Could you write out, word for word, the lines starting at the one containing "Pick out the crowd" and ending at the last line below?
● ● ● ● ●
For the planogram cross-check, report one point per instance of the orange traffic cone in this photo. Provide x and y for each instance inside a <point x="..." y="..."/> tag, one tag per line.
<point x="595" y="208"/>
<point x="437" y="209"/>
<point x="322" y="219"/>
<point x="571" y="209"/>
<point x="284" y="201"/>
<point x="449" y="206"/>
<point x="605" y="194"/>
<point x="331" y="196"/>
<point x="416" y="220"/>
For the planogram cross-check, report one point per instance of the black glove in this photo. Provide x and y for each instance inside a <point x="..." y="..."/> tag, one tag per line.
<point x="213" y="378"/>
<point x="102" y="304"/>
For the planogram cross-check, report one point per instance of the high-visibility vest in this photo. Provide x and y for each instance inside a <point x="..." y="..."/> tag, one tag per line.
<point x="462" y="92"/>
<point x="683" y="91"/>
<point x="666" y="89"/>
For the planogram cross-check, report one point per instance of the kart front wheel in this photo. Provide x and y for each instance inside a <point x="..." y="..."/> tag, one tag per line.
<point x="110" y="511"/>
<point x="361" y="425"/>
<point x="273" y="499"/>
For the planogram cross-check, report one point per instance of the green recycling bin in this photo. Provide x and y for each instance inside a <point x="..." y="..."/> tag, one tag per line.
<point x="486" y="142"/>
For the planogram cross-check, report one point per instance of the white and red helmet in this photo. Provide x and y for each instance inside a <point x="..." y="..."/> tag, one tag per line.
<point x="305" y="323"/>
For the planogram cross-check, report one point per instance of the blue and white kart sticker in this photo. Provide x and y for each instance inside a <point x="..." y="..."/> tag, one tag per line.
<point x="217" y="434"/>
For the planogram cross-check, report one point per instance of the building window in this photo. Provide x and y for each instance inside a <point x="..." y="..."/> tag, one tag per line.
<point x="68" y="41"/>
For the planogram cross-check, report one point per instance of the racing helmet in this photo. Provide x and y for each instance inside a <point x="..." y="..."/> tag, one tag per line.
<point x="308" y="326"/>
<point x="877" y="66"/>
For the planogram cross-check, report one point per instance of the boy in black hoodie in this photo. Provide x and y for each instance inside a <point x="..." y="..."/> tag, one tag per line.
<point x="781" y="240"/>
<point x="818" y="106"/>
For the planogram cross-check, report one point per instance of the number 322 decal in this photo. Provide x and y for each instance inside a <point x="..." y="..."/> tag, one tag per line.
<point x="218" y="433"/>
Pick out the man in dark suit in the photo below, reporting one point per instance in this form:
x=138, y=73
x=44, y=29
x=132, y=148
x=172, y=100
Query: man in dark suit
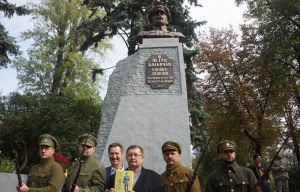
x=115, y=154
x=145, y=180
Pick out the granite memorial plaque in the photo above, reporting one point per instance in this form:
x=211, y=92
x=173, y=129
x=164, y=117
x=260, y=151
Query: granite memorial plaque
x=159, y=72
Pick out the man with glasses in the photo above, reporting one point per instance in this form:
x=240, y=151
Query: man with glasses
x=115, y=154
x=230, y=176
x=48, y=175
x=92, y=172
x=145, y=180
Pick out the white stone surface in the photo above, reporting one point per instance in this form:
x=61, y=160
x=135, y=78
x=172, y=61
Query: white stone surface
x=134, y=113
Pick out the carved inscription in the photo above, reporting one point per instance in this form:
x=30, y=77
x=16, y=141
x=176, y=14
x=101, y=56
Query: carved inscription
x=159, y=72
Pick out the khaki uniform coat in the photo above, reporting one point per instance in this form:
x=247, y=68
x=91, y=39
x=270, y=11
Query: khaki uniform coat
x=237, y=179
x=177, y=178
x=47, y=176
x=91, y=176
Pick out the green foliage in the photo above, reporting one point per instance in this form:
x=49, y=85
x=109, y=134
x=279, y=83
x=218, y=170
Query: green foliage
x=7, y=43
x=55, y=64
x=294, y=182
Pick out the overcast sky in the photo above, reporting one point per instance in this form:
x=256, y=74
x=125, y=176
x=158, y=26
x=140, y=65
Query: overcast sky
x=218, y=14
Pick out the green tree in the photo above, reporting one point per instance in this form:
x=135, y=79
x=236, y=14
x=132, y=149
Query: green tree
x=59, y=96
x=8, y=44
x=241, y=92
x=55, y=64
x=278, y=26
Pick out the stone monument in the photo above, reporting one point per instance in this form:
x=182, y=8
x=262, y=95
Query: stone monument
x=146, y=100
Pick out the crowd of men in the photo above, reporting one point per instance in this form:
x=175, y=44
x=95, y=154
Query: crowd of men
x=88, y=174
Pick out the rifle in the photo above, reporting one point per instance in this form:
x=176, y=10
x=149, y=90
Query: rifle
● ● ● ● ●
> **Expected answer**:
Pick out the crowd of men in the photo above, reporting one point per instance in this form:
x=175, y=44
x=95, y=154
Query: crowd of men
x=88, y=174
Pick out the rifle in the photo above, reporting one point per instance in this form:
x=176, y=10
x=149, y=90
Query: rifle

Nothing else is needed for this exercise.